Saved data entries:
* * * * * * *

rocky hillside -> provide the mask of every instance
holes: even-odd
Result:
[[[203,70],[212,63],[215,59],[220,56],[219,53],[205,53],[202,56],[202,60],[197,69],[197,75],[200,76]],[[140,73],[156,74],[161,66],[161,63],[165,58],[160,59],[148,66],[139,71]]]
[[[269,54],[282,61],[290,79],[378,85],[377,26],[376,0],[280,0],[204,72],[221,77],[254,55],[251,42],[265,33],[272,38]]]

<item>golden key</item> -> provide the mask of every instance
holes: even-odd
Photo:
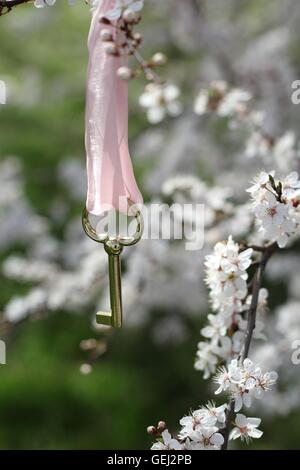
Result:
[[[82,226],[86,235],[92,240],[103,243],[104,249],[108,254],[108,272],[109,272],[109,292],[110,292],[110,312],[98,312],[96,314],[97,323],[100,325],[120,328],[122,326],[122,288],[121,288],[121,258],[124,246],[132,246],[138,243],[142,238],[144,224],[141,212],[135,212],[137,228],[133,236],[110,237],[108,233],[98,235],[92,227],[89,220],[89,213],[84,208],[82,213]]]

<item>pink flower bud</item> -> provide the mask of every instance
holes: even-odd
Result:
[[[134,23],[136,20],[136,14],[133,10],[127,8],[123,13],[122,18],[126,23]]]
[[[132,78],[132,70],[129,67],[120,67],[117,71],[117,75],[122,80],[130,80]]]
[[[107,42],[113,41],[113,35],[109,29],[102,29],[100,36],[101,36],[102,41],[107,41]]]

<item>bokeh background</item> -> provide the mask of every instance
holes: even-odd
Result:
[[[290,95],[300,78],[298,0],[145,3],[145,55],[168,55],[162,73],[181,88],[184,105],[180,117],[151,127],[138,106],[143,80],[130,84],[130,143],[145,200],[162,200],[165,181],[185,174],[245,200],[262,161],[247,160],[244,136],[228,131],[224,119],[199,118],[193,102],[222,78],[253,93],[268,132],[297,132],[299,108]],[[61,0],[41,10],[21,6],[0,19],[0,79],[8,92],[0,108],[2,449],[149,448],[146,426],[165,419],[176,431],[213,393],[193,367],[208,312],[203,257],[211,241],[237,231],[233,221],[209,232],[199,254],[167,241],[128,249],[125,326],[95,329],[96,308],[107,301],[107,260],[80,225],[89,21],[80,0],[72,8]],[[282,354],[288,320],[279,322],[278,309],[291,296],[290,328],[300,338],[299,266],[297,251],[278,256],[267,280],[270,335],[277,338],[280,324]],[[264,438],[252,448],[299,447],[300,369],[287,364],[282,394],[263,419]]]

* * * * * * *

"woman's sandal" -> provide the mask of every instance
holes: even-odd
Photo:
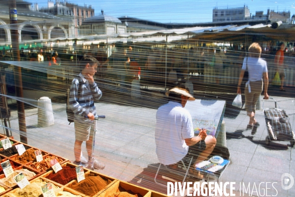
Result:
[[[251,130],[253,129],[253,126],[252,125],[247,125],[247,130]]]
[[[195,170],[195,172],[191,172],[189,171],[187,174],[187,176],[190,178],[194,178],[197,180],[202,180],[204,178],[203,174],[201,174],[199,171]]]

* * * * * * *

**PROBLEM:** Collect every line of the entries that contains the string "item" and copy each one in full.

**COMPLETED EXERCISE:**
<item>golden key</item> -> provide the mask of every instance
<item>pink flower bud</item> -> provide the mask of every instance
<item>bokeh background</item> -> provide the mask of every instance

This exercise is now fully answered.